__Records provided__.

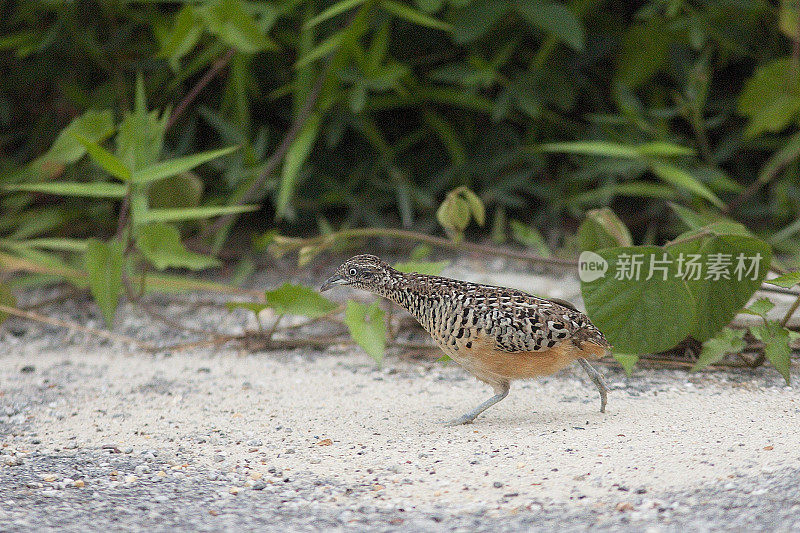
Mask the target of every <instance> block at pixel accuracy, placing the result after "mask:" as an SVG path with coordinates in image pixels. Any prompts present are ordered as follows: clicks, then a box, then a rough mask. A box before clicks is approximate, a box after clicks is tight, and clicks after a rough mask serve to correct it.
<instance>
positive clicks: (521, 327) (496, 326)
mask: <svg viewBox="0 0 800 533" xmlns="http://www.w3.org/2000/svg"><path fill="white" fill-rule="evenodd" d="M333 285H350V286H352V287H356V288H360V289H364V290H368V291H370V292H373V293H375V294H378V295H380V296H383V297H385V298H388V299H389V300H392V301H393V302H395V303H397V304H398V305H400V306H401V307H403V308H404V309H406V310H407V311H408V312H409V313H411V314H412V315H413V316H414V318H416V319H417V320H418V321H419V323H420V324H421V325H422V327H423V328H425V330H426V331H428V333H430V334H431V337H433V339H434V340H435V341H436V342H437V344H438V345H439V347H441V349H442V350H443V351H444V352H445V353H446V354H447V355H449V356H450V357H451V358H452V359H453V360H455V361H456V362H457V363H459V364H460V365H462V366H463V367H464V368H465V369H467V370H468V371H469V372H471V373H472V374H473V375H474V376H475V377H477V378H478V379H479V380H481V381H484V382H486V383H488V384H490V385H492V387H494V389H495V392H496V394H495V396H494V397H492V398H491V399H490V400H487V401H486V402H484V403H483V404H481V405H479V406H478V407H477V408H476V409H474V410H473V411H471V412H469V413H467V414H465V415H464V416H462V417H460V418H458V419H456V420H455V421H453V423H454V424H463V423H469V422H472V421H473V420H474V419H475V417H476V416H478V414H480V413H481V412H483V411H484V410H485V409H487V408H488V407H490V406H491V405H494V404H495V403H497V402H498V401H500V400H502V399H503V398H505V396H506V395H507V394H508V390H509V383H510V382H511V381H512V380H514V379H524V378H529V377H535V376H539V375H545V374H551V373H553V372H555V371H557V370H559V369H560V368H563V367H564V366H566V365H568V364H569V363H571V362H573V361H578V362H580V364H581V366H582V367H583V368H584V369H585V370H586V372H587V373H588V374H589V376H590V377H591V379H592V381H593V382H594V383H595V385H597V387H598V389H599V390H600V395H601V407H600V410H601V411H604V410H605V405H606V391H607V388H606V386H605V383H604V382H603V380H602V377H601V376H600V374H599V373H597V371H596V370H594V369H593V368H592V367H591V366H590V365H589V363H588V362H587V361H586V358H587V357H588V358H591V359H594V358H598V357H602V356H604V355H607V354H608V353H610V346H609V344H608V342H607V341H606V339H605V337H604V336H603V334H602V333H601V332H600V330H598V329H597V328H596V327H595V326H594V325H593V324H592V323H591V322H590V321H589V318H588V317H587V316H586V315H584V314H583V313H581V312H580V311H578V310H577V309H575V308H574V307H572V306H571V304H569V303H567V302H560V301H556V300H547V299H544V298H538V297H536V296H532V295H530V294H527V293H524V292H522V291H519V290H516V289H507V288H504V287H494V286H490V285H481V284H478V283H470V282H466V281H459V280H454V279H449V278H443V277H440V276H429V275H423V274H417V273H402V272H399V271H397V270H395V269H394V268H392V267H391V266H389V265H387V264H386V263H384V262H383V261H381V260H380V259H379V258H377V257H375V256H374V255H357V256H355V257H352V258H350V259H348V260H347V261H346V262H345V263H344V264H342V266H340V267H339V268H338V269H337V270H336V272H335V273H334V275H333V276H331V278H330V279H329V280H328V281H327V282H326V283H325V285H323V287H322V290H327V289H328V288H330V287H332V286H333Z"/></svg>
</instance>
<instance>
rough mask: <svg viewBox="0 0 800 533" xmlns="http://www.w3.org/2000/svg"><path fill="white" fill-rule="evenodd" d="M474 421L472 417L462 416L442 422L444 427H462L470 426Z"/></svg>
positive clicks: (470, 416) (471, 416)
mask: <svg viewBox="0 0 800 533" xmlns="http://www.w3.org/2000/svg"><path fill="white" fill-rule="evenodd" d="M474 421H475V417H474V416H468V415H462V416H459V417H457V418H454V419H452V420H445V421H444V422H442V424H444V425H445V426H446V427H452V426H463V425H465V424H472V423H473V422H474Z"/></svg>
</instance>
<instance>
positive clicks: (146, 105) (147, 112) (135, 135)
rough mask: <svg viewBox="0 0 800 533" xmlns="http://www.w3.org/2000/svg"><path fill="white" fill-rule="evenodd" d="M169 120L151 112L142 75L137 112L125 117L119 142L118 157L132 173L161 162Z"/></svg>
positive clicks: (120, 135)
mask: <svg viewBox="0 0 800 533" xmlns="http://www.w3.org/2000/svg"><path fill="white" fill-rule="evenodd" d="M168 119H169V114H168V113H166V112H164V113H160V112H159V111H151V112H148V111H147V98H146V95H145V89H144V80H143V79H142V76H141V75H138V76H137V77H136V98H135V105H134V110H133V112H132V113H127V114H126V115H125V116H124V117H123V119H122V122H121V123H120V125H119V133H118V134H117V138H116V141H117V157H119V158H120V159H121V160H122V162H123V163H124V164H125V166H126V167H127V168H129V169H130V170H131V172H133V171H136V170H138V169H140V168H143V167H146V166H148V165H151V164H153V163H155V162H156V161H158V158H159V156H160V155H161V150H162V149H163V147H164V133H165V132H166V126H167V120H168Z"/></svg>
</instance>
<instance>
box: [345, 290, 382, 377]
mask: <svg viewBox="0 0 800 533" xmlns="http://www.w3.org/2000/svg"><path fill="white" fill-rule="evenodd" d="M344 322H345V324H346V325H347V329H349V330H350V336H351V337H353V340H354V341H356V342H357V343H358V345H359V346H361V347H362V348H363V349H364V351H365V352H367V353H368V354H369V355H370V357H372V358H373V359H374V360H375V362H376V363H378V365H380V364H381V362H383V356H384V353H385V351H386V321H385V318H384V313H383V310H382V309H381V308H380V306H379V305H378V302H373V303H372V304H371V305H369V306H366V305H364V304H362V303H359V302H355V301H353V300H348V301H347V309H346V311H345V317H344Z"/></svg>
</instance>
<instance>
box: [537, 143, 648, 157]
mask: <svg viewBox="0 0 800 533" xmlns="http://www.w3.org/2000/svg"><path fill="white" fill-rule="evenodd" d="M538 149H539V150H541V151H543V152H563V153H570V154H581V155H595V156H602V157H621V158H625V159H639V158H641V157H642V155H641V153H640V152H639V149H638V147H636V146H628V145H625V144H619V143H613V142H607V141H575V142H563V143H547V144H542V145H540V146H539V147H538Z"/></svg>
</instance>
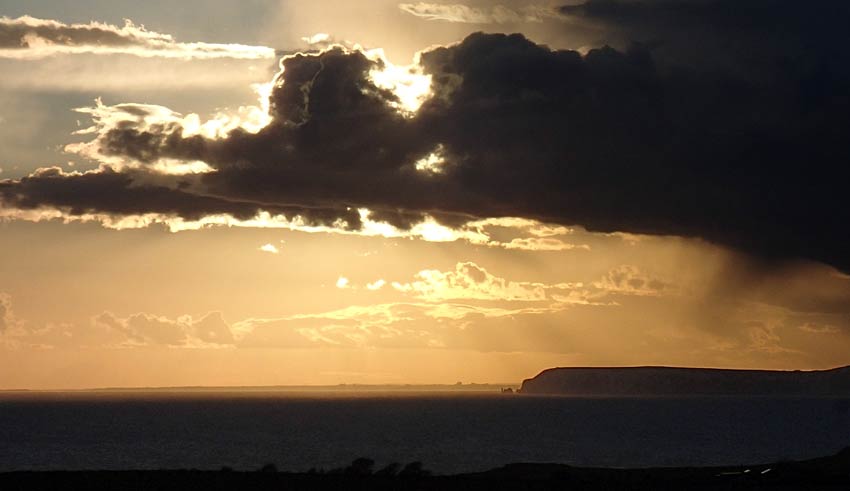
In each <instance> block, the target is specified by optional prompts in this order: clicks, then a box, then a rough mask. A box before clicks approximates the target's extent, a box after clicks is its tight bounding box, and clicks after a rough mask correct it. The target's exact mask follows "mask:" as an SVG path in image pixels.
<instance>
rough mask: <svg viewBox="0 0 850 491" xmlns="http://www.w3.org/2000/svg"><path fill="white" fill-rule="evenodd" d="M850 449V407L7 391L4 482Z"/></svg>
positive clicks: (754, 463)
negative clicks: (55, 477)
mask: <svg viewBox="0 0 850 491" xmlns="http://www.w3.org/2000/svg"><path fill="white" fill-rule="evenodd" d="M847 446H850V399H848V398H800V397H672V398H671V397H652V398H642V397H569V396H532V395H528V394H502V393H500V392H499V391H498V390H497V389H496V390H472V391H457V390H445V391H440V390H427V391H418V390H414V389H410V390H351V389H349V390H333V389H322V390H276V389H275V390H272V389H268V390H266V389H254V390H231V389H217V390H170V391H144V390H135V391H88V392H86V391H81V392H6V393H0V472H3V471H17V470H99V469H114V470H120V469H210V470H215V469H221V468H222V467H229V468H232V469H235V470H254V469H258V468H260V467H262V466H264V465H266V464H274V465H275V466H276V467H277V468H278V469H279V470H282V471H307V470H309V469H324V470H330V469H334V468H339V467H344V466H346V465H348V464H349V463H350V462H351V461H353V460H354V459H356V458H359V457H367V458H371V459H373V460H374V461H375V462H376V464H375V465H376V468H380V467H381V466H383V465H386V464H388V463H391V462H400V463H408V462H414V461H419V462H422V463H423V465H424V468H425V469H428V470H431V471H432V472H434V473H438V474H451V473H461V472H474V471H482V470H487V469H492V468H495V467H499V466H502V465H505V464H508V463H514V462H556V463H564V464H572V465H577V466H598V467H620V468H624V467H658V466H665V467H666V466H712V465H737V464H757V463H766V462H776V461H783V460H799V459H807V458H813V457H819V456H826V455H831V454H834V453H836V452H837V451H839V450H841V449H842V448H844V447H847Z"/></svg>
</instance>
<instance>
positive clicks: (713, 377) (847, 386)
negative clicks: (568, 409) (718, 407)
mask: <svg viewBox="0 0 850 491" xmlns="http://www.w3.org/2000/svg"><path fill="white" fill-rule="evenodd" d="M520 392H521V393H524V394H565V395H608V396H610V395H625V396H689V395H741V396H816V397H817V396H850V367H840V368H833V369H831V370H812V371H800V370H795V371H778V370H727V369H715V368H678V367H617V368H596V367H569V368H550V369H548V370H544V371H542V372H540V373H539V374H538V375H537V376H535V377H533V378H530V379H526V380H524V381H523V382H522V387H521V388H520Z"/></svg>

__Work request__. Extract, word for word, the lines above from the very first one through the line containing "positive clicks: (521, 327) (496, 326)", inclusive, and leave any picture out of your answer.

__Solution for this task__.
Mask the target of every <instance> block at pixel accuracy, placing the result after "mask:" as an SVG path with coordinates in image pixels. Any prompts present are ordered as follows: clicks, then a box, then a rough mask. A box before clicks is approximate, a box after clicks is tight, and clicks after a rough mask serve to correct it.
<instance>
positive clicks: (521, 327) (496, 326)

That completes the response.